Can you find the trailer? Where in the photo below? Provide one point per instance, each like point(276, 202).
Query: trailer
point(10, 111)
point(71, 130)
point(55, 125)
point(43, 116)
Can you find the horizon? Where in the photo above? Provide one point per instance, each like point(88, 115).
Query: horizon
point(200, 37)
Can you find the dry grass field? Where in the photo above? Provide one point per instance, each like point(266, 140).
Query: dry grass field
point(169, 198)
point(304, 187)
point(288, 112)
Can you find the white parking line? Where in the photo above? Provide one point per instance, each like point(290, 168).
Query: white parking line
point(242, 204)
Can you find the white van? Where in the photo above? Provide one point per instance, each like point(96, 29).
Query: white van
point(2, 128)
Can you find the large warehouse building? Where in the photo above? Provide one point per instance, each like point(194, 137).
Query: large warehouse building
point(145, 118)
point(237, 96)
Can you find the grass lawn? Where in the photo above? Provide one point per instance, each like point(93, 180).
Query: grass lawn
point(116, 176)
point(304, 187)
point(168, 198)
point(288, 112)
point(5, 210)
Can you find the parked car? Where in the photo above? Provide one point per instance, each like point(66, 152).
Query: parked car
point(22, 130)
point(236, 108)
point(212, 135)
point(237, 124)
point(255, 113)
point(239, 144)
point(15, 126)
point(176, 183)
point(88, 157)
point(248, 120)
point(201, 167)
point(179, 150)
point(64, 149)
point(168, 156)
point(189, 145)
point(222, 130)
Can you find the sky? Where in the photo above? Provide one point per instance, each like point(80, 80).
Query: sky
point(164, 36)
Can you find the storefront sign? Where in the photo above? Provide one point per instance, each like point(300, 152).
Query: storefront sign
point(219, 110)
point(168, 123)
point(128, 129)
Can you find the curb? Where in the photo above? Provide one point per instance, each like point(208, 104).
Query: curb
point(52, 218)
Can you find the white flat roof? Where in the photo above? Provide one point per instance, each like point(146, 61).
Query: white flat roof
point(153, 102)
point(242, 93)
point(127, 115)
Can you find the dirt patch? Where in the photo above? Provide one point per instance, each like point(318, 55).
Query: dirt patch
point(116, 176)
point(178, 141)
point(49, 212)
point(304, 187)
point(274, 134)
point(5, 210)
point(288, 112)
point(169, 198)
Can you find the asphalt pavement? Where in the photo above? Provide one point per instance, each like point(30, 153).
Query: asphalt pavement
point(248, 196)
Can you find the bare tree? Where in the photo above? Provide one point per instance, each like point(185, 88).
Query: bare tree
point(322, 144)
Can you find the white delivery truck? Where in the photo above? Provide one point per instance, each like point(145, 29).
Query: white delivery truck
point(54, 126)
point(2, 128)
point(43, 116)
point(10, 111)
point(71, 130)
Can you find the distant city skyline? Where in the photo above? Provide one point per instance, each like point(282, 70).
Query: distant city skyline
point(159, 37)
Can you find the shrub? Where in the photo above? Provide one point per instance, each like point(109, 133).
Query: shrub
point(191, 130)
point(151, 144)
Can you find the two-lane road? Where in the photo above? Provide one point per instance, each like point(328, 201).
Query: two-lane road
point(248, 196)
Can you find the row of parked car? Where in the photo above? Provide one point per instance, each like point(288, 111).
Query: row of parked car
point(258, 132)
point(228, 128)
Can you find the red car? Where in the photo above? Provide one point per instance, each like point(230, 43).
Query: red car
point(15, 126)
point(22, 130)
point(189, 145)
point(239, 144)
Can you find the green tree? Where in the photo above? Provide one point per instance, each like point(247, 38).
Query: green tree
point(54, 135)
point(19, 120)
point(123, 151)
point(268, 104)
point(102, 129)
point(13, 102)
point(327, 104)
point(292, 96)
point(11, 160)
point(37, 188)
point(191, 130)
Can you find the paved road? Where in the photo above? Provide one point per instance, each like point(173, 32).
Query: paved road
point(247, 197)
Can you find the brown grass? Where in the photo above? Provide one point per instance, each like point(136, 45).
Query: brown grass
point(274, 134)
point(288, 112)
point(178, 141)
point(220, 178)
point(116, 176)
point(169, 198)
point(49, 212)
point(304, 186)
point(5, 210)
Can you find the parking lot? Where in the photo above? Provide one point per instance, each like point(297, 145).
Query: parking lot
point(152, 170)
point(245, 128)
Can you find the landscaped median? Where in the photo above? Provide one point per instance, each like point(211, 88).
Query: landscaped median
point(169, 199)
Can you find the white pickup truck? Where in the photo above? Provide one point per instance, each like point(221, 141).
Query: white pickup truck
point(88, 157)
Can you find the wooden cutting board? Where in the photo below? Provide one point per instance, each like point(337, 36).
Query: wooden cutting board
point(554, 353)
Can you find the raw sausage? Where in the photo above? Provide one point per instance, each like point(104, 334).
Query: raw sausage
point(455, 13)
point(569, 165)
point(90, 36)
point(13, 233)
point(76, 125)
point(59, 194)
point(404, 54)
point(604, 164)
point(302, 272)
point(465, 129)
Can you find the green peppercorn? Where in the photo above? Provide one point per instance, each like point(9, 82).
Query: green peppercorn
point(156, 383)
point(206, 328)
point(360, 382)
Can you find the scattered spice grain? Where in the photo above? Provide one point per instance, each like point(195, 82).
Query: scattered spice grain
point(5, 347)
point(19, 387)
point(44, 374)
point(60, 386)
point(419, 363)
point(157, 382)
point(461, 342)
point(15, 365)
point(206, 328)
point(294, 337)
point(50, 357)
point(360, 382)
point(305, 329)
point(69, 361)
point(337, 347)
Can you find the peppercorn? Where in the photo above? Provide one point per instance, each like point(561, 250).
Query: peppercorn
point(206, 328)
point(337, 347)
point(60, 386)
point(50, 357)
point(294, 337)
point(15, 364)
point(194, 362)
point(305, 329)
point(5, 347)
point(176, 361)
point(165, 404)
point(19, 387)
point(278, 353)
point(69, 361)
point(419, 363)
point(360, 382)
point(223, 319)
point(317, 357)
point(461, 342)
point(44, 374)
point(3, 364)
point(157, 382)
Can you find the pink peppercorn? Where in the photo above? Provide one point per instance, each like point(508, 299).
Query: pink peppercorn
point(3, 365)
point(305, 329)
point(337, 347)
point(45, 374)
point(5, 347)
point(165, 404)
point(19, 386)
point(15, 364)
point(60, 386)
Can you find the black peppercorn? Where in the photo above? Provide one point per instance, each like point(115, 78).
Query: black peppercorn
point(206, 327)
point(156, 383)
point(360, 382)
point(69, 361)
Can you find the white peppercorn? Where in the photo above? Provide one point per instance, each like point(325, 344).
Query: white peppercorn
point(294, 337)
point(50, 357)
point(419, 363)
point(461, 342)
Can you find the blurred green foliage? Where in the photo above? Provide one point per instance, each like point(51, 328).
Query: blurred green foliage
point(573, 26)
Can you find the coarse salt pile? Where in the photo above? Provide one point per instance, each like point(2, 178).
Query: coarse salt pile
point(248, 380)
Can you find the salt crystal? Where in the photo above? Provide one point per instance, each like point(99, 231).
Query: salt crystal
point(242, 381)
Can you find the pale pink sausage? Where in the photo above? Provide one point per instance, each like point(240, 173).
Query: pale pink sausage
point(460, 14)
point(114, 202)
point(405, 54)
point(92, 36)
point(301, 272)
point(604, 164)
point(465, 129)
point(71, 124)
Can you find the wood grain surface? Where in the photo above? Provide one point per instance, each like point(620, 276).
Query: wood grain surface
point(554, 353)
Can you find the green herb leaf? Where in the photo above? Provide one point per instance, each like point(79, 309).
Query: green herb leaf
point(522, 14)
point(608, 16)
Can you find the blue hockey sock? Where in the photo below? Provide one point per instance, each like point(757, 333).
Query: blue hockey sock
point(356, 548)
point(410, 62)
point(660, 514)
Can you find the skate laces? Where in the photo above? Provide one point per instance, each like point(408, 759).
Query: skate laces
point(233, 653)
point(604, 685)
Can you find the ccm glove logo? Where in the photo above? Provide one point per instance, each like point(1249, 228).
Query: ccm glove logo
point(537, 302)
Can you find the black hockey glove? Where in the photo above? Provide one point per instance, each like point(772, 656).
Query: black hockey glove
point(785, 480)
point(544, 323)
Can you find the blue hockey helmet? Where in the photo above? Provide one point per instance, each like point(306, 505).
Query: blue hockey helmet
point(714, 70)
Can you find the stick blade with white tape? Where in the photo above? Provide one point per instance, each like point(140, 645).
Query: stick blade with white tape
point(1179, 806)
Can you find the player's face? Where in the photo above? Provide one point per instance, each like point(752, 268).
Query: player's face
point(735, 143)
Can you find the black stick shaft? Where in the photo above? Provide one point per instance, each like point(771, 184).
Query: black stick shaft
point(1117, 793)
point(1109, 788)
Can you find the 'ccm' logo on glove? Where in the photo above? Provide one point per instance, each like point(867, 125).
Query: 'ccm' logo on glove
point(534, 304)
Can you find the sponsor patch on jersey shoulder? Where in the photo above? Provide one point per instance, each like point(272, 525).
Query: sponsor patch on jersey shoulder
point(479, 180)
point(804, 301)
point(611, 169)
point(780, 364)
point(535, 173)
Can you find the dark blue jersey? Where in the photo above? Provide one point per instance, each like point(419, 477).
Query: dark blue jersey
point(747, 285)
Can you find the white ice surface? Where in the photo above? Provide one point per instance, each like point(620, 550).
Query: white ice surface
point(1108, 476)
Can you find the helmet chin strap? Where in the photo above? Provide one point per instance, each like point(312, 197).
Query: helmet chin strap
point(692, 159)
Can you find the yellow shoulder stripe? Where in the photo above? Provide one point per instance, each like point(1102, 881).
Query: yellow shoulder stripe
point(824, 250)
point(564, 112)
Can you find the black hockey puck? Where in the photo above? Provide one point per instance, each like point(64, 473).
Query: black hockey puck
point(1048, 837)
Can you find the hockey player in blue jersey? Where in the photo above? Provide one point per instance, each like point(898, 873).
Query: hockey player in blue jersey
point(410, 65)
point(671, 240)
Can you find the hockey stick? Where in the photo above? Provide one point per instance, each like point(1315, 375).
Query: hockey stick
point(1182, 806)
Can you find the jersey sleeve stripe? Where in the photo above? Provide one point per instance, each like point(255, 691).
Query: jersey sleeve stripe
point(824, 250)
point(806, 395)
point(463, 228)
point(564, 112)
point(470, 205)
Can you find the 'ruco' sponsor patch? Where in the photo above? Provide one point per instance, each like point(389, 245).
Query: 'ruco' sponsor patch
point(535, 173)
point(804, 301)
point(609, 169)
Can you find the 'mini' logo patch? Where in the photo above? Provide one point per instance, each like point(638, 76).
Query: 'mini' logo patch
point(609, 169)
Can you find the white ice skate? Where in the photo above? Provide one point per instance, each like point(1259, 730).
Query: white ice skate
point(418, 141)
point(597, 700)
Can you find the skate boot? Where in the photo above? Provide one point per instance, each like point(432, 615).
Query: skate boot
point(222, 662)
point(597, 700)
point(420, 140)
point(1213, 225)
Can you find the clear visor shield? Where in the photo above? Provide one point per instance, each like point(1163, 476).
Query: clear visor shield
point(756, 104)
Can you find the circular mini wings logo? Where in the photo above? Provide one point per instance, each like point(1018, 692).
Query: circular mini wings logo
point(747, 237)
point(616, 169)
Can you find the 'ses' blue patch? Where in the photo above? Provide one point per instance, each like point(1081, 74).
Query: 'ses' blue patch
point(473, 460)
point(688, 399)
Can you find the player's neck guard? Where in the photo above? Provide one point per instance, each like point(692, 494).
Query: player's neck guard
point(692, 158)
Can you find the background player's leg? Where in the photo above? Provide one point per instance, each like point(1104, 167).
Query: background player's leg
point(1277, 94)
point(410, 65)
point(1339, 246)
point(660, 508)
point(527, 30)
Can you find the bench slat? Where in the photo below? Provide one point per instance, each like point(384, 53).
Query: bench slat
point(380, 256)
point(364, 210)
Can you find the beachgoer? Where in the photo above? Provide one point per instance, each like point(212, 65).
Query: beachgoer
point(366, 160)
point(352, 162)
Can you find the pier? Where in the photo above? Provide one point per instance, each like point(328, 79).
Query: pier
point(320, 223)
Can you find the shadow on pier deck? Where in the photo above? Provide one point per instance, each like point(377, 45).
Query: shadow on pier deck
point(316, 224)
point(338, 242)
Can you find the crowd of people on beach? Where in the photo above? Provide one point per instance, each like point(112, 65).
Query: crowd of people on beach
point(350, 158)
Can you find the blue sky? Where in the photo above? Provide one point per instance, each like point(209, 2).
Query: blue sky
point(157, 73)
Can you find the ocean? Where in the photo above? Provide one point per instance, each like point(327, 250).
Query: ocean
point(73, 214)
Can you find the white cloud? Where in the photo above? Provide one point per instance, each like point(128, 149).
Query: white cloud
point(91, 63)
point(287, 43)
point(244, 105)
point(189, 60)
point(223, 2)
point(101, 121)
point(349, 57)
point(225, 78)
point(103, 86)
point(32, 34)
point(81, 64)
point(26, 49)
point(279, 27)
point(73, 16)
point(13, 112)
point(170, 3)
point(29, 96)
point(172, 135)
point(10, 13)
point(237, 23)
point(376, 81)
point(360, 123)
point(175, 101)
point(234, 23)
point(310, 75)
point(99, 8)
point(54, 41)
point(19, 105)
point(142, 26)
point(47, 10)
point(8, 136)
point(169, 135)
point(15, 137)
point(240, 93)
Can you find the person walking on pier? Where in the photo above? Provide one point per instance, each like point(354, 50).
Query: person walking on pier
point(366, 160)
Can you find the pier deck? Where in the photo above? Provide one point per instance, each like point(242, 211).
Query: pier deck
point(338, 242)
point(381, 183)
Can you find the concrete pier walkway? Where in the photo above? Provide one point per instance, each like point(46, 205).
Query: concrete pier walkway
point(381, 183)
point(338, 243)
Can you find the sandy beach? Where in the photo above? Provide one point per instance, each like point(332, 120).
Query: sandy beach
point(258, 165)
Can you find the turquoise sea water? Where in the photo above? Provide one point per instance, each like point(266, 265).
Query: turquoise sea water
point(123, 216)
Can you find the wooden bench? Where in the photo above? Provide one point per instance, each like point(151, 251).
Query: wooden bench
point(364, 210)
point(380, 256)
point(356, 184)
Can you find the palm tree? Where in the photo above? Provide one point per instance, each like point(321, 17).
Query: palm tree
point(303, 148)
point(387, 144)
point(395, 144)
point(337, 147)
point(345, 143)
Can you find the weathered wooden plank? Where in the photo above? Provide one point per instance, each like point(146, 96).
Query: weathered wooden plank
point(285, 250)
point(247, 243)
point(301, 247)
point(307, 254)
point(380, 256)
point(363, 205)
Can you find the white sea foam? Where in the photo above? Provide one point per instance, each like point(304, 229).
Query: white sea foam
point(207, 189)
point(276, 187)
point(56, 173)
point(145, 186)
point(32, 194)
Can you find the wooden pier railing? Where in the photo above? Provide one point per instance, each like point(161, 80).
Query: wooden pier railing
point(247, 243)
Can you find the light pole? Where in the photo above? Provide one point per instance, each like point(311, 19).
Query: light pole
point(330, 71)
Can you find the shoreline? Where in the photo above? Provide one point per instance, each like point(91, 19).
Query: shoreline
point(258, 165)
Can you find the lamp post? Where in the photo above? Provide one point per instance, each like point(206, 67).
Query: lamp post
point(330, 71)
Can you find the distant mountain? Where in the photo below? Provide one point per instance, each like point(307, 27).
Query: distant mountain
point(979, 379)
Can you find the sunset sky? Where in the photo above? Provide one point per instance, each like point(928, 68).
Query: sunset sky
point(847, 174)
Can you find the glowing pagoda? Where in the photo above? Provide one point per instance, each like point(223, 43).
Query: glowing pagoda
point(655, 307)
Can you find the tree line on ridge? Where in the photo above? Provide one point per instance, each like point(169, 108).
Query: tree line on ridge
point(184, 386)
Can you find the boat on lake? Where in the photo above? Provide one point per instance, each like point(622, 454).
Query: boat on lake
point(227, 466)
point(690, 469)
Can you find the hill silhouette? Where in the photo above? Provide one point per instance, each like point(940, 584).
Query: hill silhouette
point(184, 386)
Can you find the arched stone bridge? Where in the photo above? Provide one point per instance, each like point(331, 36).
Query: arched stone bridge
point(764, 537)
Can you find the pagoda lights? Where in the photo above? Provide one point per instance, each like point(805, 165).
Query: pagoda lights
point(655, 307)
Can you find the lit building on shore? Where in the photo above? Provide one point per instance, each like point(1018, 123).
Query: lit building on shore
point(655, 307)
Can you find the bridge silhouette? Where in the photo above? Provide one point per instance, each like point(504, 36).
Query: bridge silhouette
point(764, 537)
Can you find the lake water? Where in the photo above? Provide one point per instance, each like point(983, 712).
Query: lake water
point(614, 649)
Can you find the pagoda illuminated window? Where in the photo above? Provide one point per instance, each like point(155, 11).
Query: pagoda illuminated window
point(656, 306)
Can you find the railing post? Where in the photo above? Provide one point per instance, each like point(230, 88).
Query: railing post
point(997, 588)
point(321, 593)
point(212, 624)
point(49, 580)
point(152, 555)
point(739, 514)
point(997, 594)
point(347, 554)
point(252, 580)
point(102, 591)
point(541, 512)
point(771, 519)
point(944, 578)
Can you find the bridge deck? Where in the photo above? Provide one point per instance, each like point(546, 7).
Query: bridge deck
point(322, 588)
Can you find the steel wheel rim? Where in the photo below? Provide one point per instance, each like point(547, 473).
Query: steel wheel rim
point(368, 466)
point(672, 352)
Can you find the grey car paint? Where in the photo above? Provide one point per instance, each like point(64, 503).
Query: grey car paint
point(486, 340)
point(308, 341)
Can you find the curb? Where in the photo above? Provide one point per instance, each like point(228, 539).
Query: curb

## Task brief
Reproduce verbatim the lines of the material starting at the line containing "Can you find the coarse" and ending at the line containing "point(248, 380)", including both of those lines.

## Solution
Can you find the coarse salt pile? Where in the photo above? Provide one point per instance, each like point(2, 178).
Query: coarse salt pile
point(248, 380)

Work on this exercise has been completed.